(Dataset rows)
* start *
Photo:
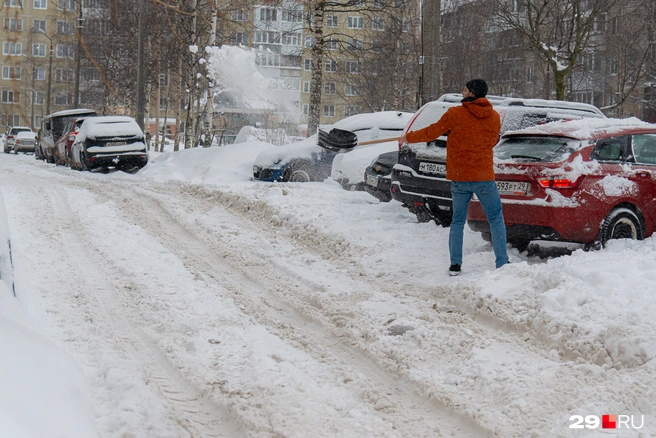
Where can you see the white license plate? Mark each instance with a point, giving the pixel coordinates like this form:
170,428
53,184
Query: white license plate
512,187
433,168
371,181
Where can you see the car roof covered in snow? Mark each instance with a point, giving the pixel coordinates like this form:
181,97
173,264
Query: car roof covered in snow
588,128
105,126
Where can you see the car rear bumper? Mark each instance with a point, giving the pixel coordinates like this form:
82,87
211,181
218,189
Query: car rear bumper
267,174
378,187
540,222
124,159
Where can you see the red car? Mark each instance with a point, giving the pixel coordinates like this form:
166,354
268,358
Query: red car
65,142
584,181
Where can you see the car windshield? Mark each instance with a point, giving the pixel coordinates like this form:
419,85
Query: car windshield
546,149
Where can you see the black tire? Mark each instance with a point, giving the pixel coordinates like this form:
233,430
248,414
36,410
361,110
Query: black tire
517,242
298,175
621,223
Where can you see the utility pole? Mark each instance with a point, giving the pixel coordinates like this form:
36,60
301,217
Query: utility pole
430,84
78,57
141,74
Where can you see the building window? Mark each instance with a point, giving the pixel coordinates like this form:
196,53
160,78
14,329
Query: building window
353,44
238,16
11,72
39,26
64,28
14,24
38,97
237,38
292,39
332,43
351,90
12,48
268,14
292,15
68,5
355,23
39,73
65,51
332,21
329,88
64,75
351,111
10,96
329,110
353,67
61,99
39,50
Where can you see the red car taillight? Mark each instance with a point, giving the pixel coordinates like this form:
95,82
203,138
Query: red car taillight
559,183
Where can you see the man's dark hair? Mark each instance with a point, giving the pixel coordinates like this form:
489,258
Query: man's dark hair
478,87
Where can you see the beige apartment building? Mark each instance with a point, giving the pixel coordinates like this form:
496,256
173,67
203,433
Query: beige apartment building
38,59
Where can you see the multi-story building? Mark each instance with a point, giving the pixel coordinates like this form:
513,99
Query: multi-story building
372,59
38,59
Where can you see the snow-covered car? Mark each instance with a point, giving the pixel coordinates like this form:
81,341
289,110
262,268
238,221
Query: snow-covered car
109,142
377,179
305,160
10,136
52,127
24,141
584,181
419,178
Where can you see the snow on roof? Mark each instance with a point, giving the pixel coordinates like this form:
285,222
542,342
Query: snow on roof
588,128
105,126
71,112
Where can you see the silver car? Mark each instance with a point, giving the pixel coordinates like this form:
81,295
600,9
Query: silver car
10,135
* end *
* start *
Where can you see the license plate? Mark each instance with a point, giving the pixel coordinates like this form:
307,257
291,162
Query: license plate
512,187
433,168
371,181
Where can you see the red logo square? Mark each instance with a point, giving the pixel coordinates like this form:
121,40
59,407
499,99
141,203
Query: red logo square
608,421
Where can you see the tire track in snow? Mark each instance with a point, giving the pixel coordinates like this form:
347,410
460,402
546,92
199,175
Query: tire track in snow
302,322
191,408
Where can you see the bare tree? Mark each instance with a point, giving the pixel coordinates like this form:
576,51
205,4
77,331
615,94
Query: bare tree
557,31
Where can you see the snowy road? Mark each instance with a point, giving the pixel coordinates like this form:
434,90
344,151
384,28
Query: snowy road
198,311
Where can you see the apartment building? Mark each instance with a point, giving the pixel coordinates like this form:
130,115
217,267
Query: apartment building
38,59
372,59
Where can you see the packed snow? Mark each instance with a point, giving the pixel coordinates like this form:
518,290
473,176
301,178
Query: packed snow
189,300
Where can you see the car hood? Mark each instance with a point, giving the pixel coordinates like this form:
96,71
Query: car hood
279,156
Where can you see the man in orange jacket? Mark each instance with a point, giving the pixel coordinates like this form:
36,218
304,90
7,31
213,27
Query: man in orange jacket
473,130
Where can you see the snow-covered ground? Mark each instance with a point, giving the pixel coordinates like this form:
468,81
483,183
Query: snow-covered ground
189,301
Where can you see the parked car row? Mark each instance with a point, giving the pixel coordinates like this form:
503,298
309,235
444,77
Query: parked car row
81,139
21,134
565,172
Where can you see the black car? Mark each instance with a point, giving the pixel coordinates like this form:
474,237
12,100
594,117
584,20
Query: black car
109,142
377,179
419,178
* end *
* start *
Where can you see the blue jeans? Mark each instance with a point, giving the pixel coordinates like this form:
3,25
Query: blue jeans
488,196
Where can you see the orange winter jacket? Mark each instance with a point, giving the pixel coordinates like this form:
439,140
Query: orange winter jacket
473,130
* end *
#### Your objective:
Filter the material above down to the lines that contain the word "white", and copy each one. Treat case as significant.

#### Correct answer:
Where can you see the white license plate? Mark each instance with a point, giving the pixel coordinates like this form:
Query: white license plate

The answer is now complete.